(Required work):
Please reproduce each line of the records below verbatim, leaving every character unchanged.

(Data listing):

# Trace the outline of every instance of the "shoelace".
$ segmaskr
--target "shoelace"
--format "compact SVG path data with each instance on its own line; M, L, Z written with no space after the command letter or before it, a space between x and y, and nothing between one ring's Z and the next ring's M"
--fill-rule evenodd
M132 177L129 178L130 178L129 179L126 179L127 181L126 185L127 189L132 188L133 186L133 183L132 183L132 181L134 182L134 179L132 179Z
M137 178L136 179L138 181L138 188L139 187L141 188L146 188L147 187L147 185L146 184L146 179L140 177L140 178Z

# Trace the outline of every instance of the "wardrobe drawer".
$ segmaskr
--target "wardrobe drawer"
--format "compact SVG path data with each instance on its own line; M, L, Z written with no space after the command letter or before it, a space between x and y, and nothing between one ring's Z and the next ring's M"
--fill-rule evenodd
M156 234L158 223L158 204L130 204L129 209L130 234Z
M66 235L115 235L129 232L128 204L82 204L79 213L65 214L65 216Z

(In response):
# Trace the outline of every instance of the "shoelace".
$ segmaskr
--target "shoelace"
--format "compact SVG path data with each instance on its own line; M, L, Z written with no space after the command letter or before it, a space between x and y, and nothing between one ring's Z and the next ring's M"
--fill-rule evenodd
M132 177L129 178L130 178L129 179L126 179L127 181L126 185L127 189L132 188L133 186L133 183L132 183L132 181L134 182L134 179L132 179Z
M137 178L136 179L138 181L138 188L139 187L141 188L146 188L147 187L147 185L146 184L146 179L140 177L140 178Z

# Trace the outline of every instance of the "wardrobe drawer".
$ segmaskr
--target "wardrobe drawer"
--format "compact SVG path data with each instance on its own line; M, L, Z written with no space after the command letter or before it, a space between x and y, and nothing between one ring's Z and the next ring's M"
--fill-rule evenodd
M156 234L158 223L158 204L130 204L129 209L130 234Z
M66 235L115 235L129 232L128 204L82 204L79 213L65 214L65 216Z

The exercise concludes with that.